● What you have to do: What follows is a set of records. Repeat them word for word.

● Extracted records:
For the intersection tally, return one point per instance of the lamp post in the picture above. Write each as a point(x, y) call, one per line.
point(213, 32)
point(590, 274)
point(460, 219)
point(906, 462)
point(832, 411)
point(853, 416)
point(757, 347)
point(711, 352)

● Expected output:
For the intersection tally, return one point per instance of the lamp post in the picture above. Write each as a point(x, y) call, one per line.
point(213, 32)
point(590, 274)
point(460, 219)
point(906, 462)
point(832, 411)
point(853, 416)
point(757, 347)
point(711, 352)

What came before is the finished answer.